GIVEN TASK = Reproduce, word for word, the portion of the passage on multiple-precision multiplication that opens with the words "using mn single-word" and closes with "machine-dependent Karatsuba threshold.".

SELECTED EXTRACT =
▼▼▼

Abstract—Multiple precision libraries typically use assembly-optimized loops for basecase operations on variable-length operands. We consider the alternative of generating lookup tables with hardcoded routines for many fixed sizes, e.g. for all multiplications up to 16 by 8 words. On recent ARM64 and x86-64 CPUs, we demonstrate up to a 2x speedup over GMP for basecase-sized multiplication and a 20% speedup for Karatsubasized operands. We pay special attention to the computation of approximate products and demonstrate up to a 3x speedup over GMP/MPFR for floating-point multiplication.

Index Terms—integer multiplication, multiple precision, bignum arithmetic, floating-point arithmetic, performance

# I. Introduction

We consider arithmetic on natural numbers in the standard form  $\sum_{i=0}^{n-1} c_i \beta^i$  with  $0 \le c_i < \beta$ , where we assume a full-word radix  $\beta = 2^B$ , B = 64, on a typical 64-bit machine. A popular software implementation allowing operands with variable size n is the low-level mpn layer of GMP [6].

The most performance-critical operation is arguably multiplication which for  $n\gg 1$  is much more expensive than addition and also serves as the backbone for fast implementations of higher operations such as division [17]. Given operands  $a=\sum_{i=0}^{m-1}a_i\beta^i$  and  $b=\sum_{i=0}^{n-1}b_i\beta^i$  where we may assume  $m\geq n\geq 1$ , the schoolbook multiplication algorithm [14, §4.3.1] forms the product

$$c = \sum_{i=0}^{m+n-1} c_i \beta^i = \sum_{i=0}^{m-1} \sum_{j=0}^{n-1} a_i b_j \beta^{i+j}$$

using mn single-word multiplications (with double-word output) interleaved with additions with carry-in and carry-out.

The asymptotic complexity of multiplication is improved by using Karatsuba, Toom-Cook or FFT algorithms [8], but such methods only beat the schoolbook method for large m and their performance depends on having an efficient schoolbook multiplication as the "basecase" for recursive smaller multiplications. In GMP, the general-purpose multiplication routine  $mpn_mul$  dispatches to the internal schoolbook multiplication routine  $mpn_mul_basecase$  for all sizes below the machine-dependent Karatsuba threshold.

Albin Ahlbäck has been supported by an ERC-2023-ADG grant for the ODELIX project (number 101142171). Fredrik Johansson has been supported by the French ANR-20-CE-48-0014 NuSCAP.

<sup>1</sup>Some FFT multiplication algorithms are an exception, where it is preferable to do all internal computations with single-word precision if possible. However, the widely used (e.g. by GMP) Schönhage-Strassen FFT algorithm specifically recurses to multi-word integers.

▲▲▲

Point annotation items
▼▼▼

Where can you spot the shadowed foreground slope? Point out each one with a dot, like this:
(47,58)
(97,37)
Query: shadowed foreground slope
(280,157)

▲▲▲

FINISHED ANSWER =
using mn single-word multiplications (with double-word output) interleaved with additions with carry-in and carry-out.

The asymptotic complexity of multiplication is improved by using Karatsuba, Toom-Cook or FFT algorithms [8], but such methods only beat the schoolbook method for large m and their performance depends on having an efficient schoolbook multiplication as the "basecase" for recursive smaller multiplications. In GMP, the general-purpose multiplication routine  $mpn_mul$  dispatches to the internal schoolbook multiplication routine  $mpn_mul_basecase$  for all sizes below the machine-dependent Karatsuba threshold.